(Natural-language object grounding data)
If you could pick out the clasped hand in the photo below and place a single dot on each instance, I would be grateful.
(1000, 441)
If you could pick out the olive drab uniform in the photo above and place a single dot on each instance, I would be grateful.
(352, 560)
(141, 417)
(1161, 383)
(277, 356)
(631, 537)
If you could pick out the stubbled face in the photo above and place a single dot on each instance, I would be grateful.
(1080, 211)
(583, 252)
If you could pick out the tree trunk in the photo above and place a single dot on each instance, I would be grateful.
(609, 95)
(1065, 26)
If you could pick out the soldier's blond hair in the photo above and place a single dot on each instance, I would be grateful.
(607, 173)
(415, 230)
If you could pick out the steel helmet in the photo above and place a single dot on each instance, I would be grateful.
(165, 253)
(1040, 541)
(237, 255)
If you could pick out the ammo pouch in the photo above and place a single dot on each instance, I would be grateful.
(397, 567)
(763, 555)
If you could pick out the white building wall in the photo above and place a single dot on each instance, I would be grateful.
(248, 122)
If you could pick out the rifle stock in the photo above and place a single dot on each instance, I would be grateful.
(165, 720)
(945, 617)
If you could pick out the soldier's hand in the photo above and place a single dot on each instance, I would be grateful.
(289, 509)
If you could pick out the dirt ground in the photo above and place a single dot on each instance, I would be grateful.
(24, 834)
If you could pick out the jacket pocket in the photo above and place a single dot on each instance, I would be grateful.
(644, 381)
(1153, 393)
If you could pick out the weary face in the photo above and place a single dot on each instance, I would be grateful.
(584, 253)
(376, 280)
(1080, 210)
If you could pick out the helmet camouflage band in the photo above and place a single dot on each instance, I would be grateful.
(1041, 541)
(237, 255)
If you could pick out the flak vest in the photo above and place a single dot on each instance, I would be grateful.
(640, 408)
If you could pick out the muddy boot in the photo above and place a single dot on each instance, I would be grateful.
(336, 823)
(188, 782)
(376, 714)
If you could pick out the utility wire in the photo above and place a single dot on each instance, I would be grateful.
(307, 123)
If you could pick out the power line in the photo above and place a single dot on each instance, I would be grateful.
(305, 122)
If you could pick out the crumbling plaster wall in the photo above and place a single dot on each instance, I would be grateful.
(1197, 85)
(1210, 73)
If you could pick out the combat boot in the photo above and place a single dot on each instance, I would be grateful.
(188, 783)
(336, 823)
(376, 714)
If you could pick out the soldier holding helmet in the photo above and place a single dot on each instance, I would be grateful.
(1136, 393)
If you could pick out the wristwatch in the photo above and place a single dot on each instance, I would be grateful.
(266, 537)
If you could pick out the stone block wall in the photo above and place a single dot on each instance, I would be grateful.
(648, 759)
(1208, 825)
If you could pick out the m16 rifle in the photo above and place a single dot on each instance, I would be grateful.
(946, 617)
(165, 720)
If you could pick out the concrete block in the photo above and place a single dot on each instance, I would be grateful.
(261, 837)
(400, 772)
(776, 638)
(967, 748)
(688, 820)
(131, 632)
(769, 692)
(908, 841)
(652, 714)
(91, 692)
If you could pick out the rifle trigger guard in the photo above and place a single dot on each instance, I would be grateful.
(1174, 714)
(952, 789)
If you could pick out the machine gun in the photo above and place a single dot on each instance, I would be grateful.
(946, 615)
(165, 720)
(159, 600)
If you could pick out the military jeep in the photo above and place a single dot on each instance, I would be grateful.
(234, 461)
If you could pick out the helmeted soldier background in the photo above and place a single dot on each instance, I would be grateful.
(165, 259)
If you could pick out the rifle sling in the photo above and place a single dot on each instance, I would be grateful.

EXERCISE GOAL
All of the data above needs to be retyped exactly, with each line as it stands.

RESPONSE
If you could pick out the clasped hand in the photo below and place a single dot on each instance, I would be grateful.
(1000, 441)
If you could pick out the olive drab uniform in the photo above and place a single dot on each instance, I would be grateful.
(352, 560)
(141, 417)
(1161, 383)
(277, 356)
(631, 537)
If you could pick out the stubbled face in the photo above and place a single dot on each instance, I would be grateful.
(1080, 211)
(583, 252)
If you could pick out the tree trunk in the photo above and place a single dot on each instance, I would be grateful.
(609, 95)
(1065, 26)
If you could pick out the soldier's blond hair in the photo above and place a single dot on each instance, I would be grateful.
(607, 173)
(415, 230)
If you could pick out the steel helmet in the photo above and place a single dot on each instance, I would be grateful.
(165, 253)
(1040, 541)
(237, 255)
If you could pick out the ammo pouch in the photo above and place a single dot on each instance, I would be grateful.
(397, 567)
(763, 555)
If you could pick out the white building wall in the photo above and place a single dot on each instance, I would be grateful.
(248, 122)
If you could pick out the rifle stock in the photo above and place a single dot on each instance, I would be grateful.
(165, 720)
(945, 617)
If you could pick out the soldier's hand in the photo above and place a single dot on each instance, I would be grateful.
(289, 509)
If you could pick out the dirt ground in the photo above and place a single dot on each instance, I would be grateful.
(24, 834)
If you could pick out the jacket pocket in the photo above and place a single dot on each instance, I would be grateful.
(644, 381)
(1153, 393)
If you could pick out the weary face in the photo above and place a single dot on each instance, I would be grateful.
(584, 253)
(376, 280)
(1080, 210)
If you could pick out the helmet camouflage band in the photo above and place a single dot on each instance, I would be grateful.
(1041, 541)
(237, 255)
If you could pick out the flak vest in the photo above and place a single dot on each instance, I would be grateful.
(640, 408)
If you could pick out the muddy boot in the photo above and place a single dot on each instance, I would be grateful.
(336, 823)
(188, 782)
(376, 714)
If you could pick out the utility wire in the photo above and place a single dot on each instance, I would be grateful.
(307, 123)
If you could pick out the power line in the photo above and place a single dot on each instance, I would be grateful.
(305, 122)
If you could pick out the crumbling plaster wall in the photo above and place a single dot on each instance, I would be grateful.
(1197, 85)
(1210, 73)
If you could pick out the combat boot in the photo above and place a single dot on each instance, I would be grateful.
(188, 783)
(336, 823)
(376, 714)
If you could pick out the soldier holding helmet in the photo above and place a single dot on each instance, I would be grateful.
(1136, 393)
If you could pick out the wristwatch in the photo above and place a single dot on each instance, I would be grateful.
(266, 537)
If you could pick out the stone block wall in the photo above and place a single dot on each instance, I would be grateful.
(648, 759)
(1208, 825)
If you could pick out the m16 rifle in the photo above and place a single dot on each instance, I would be grateful.
(946, 617)
(165, 720)
If you could pick out the concrete block in the photo above and place a single dot on each instance, I would be grateful.
(261, 837)
(400, 772)
(776, 638)
(967, 748)
(688, 820)
(131, 632)
(769, 692)
(908, 841)
(652, 714)
(91, 692)
If you could pick out the rifle trigger guard in the photo above and place a single dot on each instance, I would be grateful.
(1174, 714)
(952, 789)
If you could pick out the machine gun in the photo above and place a single dot on each instance, I would be grateful.
(946, 615)
(165, 720)
(159, 600)
If you could pick out the military jeep in the photo above and place a single dot on each instance, I would be grateful.
(234, 461)
If you could pick out the helmeted soldier background in the photo above and place a single dot on each instance, I would be grateful.
(165, 259)
If you could pick out the rifle sling in the photo above and place a single dot on each instance, I would be grateful.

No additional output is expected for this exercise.